EXCERPT PROVIDED:
# Band - width vs active length



## Crudex (6 mo ago)

Hello,

i have (noobie) question about width of
temeperd bands.
For ex. l want have
20-15cm with 20cm active band.
But overall length of band must be bigger for
mounting pouch and forks.
Lets say it will be 23 cm.
So I have to measure 20 and 15mm (edited cm) from the
begging of band (23 cm) or this width must be in active lenght of 20cm?


----------



## Whytey (Sep 26, 2021)

G'day and welcome
Mate, if your draw length from pouch tie to forktip is say 70cm, depending on the band's stretch factor, divide by a maximum 5.0 giving your active band length(relaxed) of 14cm. Then just add say 15mm x2 for tie ends and you have your cut length.👍


----------



## Reed Lukens (Aug 16, 2020)

🤠 🍻 🌵 Welcome 🌵 🍻 🤠
There's a bunch of videos on youtube on it, a bunch in our video section, and I made a complete video on it also


----------



## brucered (Dec 30, 2015)

Crudex said:


> Hello,
> 
> i have (noobie) question about width of
> temeperd bands.
> ...


Taper the entire band. The extra bit for pouch and fork tying, won't make a difference.

I'm guessing you meant "mm", not "cm", as those would be some pretty wide tapers.


----------



## Crudex (6 mo ago)

Thank You for all answers.
Ofc in width should be mm instead cm (edited).

Now its all clear for me


----------



## Crac (Mar 3, 2013)

I can come up with a length based on how I tie my bands… ~33 mm, But other people might use something a little different depending on their attachment method.

The best advice I can give is not to over-thinking it ( lol ). At the end of the day flat band or tubes come in a certain length, so getting a reasonable number of complete sets and having a good length to make strong ties, or using something a little longer so you can cut and re-tie will be more important in the long term.



*Q1. Do I have to measure 20 and 15mm from the beginning of band (23 cm) or this width must be in active length of 20cm?*

A1. Ideally, it would be in the active band, so you’d be calculating the tapers yourself… LOL!
In practice, if your flat band is say 150 mm wide, you might want certain tapered cuts from it ?

I like these, not too much taper:

Medium: 1 / 4 width
20 to 17 mm for mild taper.​21 to 16 mm for ‘wild’ taper.​ Light: 1 / 5 width
16 to 14 mm for mild taper.​17 to 13 mm for ‘wild’ taper.​ V. Light: 1 / 6 width
13 to 12 mm for mild taper.​14 to 11 mm for ‘wild’ taper.​

Given you’re going to cut and re-tie your bands ? It won’t make any difference. The bands should still shoot really well, so why not make life easy and cut it the way you find easiest !


----------

PARTS OF THE EXERCISE:
**A.** In the forum thread on band width and active length, how much does Whytey say to add for the tie ends?
**B.** Copy out the part of the band-width thread that opens with the words containing "But overall length" and closes with "(Sep 26, 2021)".

DATASET:
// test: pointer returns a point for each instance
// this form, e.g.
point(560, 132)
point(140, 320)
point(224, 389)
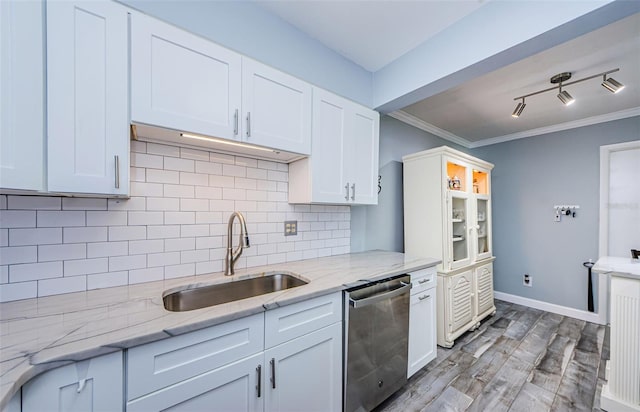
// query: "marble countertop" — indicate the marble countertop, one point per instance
point(40, 334)
point(618, 266)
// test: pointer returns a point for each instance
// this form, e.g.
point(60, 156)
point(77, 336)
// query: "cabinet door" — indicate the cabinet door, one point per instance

OUTPUTS IN ORDER:
**A.** 15mm x2.

**B.**
But overall length of band must be bigger for
mounting pouch and forks.
Lets say it will be 23 cm.
So I have to measure 20 and 15mm (edited cm) from the
begging of band (23 cm) or this width must be in active lenght of 20cm?


----------



## Whytey (Sep 26, 2021)